Could you rewrite every line from the line with "Target: cap badge" through the end of the data, adding 88 to each coordinate in the answers and leaving all other text unchanged?

** START OF Records to process **

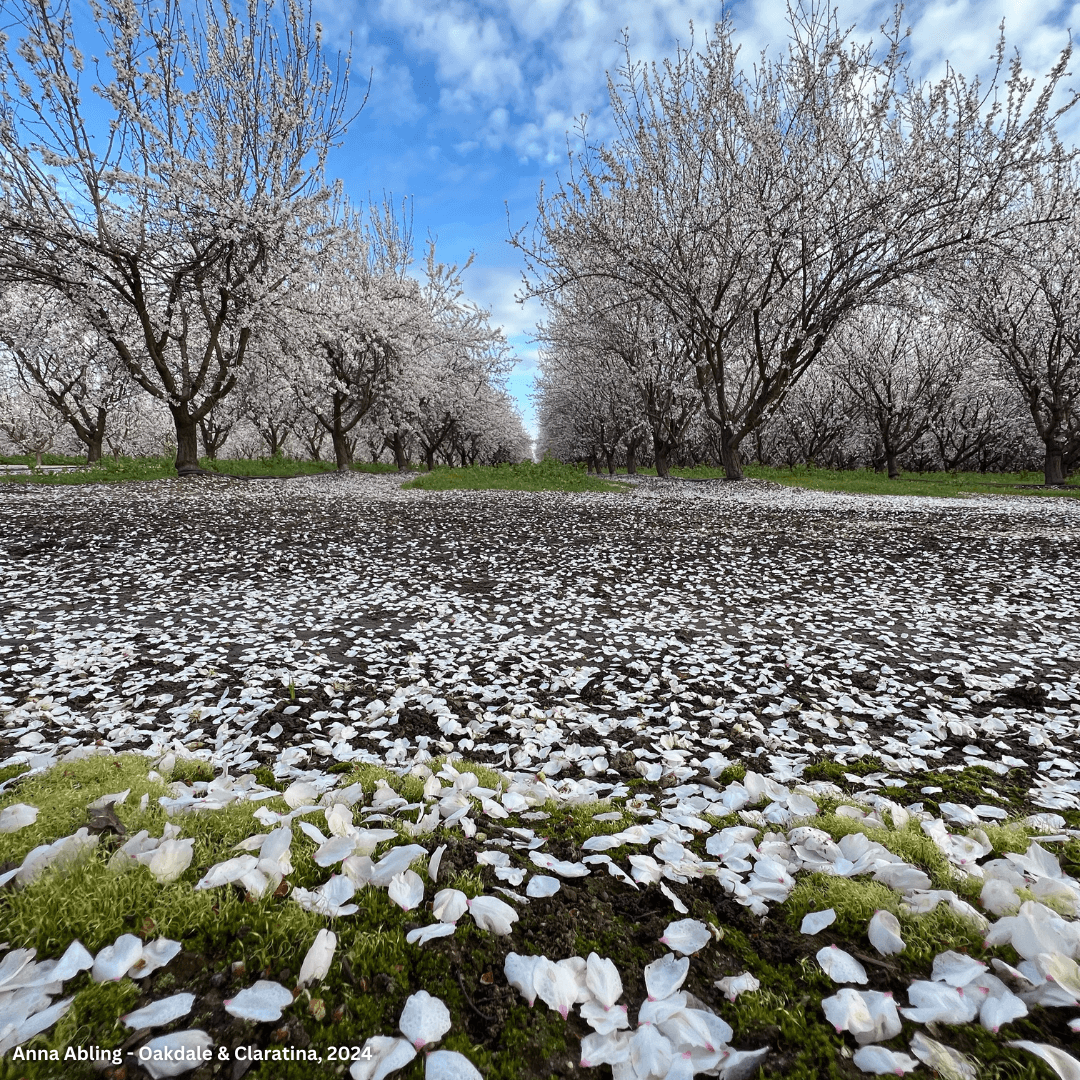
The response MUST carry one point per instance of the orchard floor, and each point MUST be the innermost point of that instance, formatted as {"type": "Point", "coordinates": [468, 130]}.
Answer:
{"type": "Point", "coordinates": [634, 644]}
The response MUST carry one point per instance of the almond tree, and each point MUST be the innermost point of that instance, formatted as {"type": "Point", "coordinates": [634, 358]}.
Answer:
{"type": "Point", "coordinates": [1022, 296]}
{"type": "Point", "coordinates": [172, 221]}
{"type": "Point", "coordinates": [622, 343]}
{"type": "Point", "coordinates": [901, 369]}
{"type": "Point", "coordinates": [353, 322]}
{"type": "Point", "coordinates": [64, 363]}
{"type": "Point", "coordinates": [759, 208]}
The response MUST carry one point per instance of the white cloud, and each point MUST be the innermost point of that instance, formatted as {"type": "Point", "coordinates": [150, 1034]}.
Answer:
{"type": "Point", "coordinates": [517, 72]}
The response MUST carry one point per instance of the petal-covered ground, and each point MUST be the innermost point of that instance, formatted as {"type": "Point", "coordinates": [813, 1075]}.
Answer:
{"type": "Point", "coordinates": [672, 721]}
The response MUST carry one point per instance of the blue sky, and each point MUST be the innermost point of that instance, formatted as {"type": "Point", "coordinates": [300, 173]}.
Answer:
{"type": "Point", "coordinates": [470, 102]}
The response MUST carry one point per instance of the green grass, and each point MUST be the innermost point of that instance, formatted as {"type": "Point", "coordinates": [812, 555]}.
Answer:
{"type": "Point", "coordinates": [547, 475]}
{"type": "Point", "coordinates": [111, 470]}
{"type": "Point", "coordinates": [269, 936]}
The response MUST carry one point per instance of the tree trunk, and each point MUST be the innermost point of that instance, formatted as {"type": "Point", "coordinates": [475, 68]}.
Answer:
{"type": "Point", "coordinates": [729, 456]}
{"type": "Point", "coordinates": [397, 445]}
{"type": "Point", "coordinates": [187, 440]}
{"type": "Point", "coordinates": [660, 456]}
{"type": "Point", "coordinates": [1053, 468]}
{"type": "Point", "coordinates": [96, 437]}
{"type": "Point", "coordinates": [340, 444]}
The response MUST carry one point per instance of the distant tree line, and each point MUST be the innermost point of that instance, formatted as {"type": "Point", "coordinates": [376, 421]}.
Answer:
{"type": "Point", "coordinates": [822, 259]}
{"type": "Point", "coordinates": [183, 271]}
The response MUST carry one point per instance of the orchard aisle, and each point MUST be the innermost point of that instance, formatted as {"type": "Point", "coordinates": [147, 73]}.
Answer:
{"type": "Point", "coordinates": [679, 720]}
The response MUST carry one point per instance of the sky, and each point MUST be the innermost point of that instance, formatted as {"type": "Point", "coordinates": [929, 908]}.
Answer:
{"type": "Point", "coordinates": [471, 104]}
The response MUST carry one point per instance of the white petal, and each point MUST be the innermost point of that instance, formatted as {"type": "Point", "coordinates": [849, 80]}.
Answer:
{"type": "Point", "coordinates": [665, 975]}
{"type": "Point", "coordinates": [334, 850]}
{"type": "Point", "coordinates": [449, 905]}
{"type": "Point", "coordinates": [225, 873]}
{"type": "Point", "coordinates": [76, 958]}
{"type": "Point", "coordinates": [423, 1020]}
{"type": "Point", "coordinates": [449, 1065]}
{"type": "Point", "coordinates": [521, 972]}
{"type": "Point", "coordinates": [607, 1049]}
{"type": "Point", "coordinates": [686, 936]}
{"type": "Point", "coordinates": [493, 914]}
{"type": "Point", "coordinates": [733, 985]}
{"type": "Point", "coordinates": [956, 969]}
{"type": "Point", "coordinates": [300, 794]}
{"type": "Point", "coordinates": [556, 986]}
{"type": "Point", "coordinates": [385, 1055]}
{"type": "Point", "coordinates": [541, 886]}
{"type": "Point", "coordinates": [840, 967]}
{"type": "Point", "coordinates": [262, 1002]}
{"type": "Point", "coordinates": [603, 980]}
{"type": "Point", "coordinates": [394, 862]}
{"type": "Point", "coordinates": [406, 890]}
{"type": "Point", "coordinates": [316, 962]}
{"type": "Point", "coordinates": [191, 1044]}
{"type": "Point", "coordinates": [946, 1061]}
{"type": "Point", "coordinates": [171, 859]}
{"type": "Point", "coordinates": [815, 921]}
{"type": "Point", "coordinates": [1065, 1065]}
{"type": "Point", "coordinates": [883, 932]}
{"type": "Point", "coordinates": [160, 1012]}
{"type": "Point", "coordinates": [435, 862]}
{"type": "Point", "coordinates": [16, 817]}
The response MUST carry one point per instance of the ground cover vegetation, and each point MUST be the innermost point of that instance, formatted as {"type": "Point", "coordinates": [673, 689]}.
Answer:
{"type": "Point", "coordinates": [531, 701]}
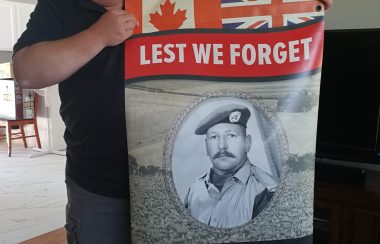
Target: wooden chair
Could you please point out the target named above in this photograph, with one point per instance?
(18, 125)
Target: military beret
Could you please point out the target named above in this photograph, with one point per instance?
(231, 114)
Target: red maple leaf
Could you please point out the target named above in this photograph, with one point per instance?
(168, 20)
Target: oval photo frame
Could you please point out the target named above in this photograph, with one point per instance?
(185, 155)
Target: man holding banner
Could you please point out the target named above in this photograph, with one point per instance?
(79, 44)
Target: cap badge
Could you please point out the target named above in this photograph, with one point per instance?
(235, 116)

** END OF Records to process **

→ Written reply
Target: cap badge
Could you please point out the target named above in this photograph, with one point per instance?
(323, 204)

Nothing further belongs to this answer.